* **Required action**:
One exact copy of the listing, minus the images, is the required answer.

* **Listed records**:
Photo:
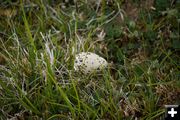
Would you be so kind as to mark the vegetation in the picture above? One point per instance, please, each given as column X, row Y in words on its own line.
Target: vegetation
column 38, row 42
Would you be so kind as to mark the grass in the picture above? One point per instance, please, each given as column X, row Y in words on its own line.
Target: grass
column 38, row 42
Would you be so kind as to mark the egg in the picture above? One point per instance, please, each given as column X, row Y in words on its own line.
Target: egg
column 87, row 62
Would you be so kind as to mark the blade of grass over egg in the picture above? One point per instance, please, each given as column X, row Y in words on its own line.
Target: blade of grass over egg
column 77, row 96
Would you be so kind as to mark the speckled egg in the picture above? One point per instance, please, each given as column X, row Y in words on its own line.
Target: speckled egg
column 88, row 62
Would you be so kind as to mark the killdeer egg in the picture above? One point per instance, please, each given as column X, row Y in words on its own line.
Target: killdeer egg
column 88, row 62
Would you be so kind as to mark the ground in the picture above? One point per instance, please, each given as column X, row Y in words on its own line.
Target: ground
column 40, row 38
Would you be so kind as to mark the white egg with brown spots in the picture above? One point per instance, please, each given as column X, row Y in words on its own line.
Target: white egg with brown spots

* **Task answer**:
Photo:
Would you be so kind as to mark the vegetation in the picture above? One point per instance, please, each given as column X, row Y in words on its own line.
Target: vegetation
column 38, row 42
Would you be so kind as to mark the grass in the picture above? One point per instance, please, each given as column X, row Y in words on its own line.
Target: grass
column 38, row 42
Would you be so kind as to mark the egg in the picture above? One point per instance, please, each given as column X, row Y in words on its own line.
Target: egg
column 87, row 62
Would you be so kind as to mark the blade of grass over egg in the picture above? One point per instance, please, each given as column X, row Y in words on its own line.
Target: blade of grass over egg
column 77, row 96
Would you be so kind as to mark the speckled egg in the picture above? One point per instance, please, each given as column X, row Y in words on its own line.
Target: speckled egg
column 88, row 62
Would you be so kind as to mark the killdeer egg in the picture above? One point per instance, please, each given as column X, row Y in words on its own line.
Target: killdeer egg
column 88, row 62
Would you be so kind as to mark the ground in the picture above? One point per instance, please, each given as column X, row Y in words on its own line.
Target: ground
column 40, row 38
Would you be so kind as to mark the white egg with brown spots in the picture above? One point per instance, please, each given as column X, row Y in words on its own line.
Target: white egg with brown spots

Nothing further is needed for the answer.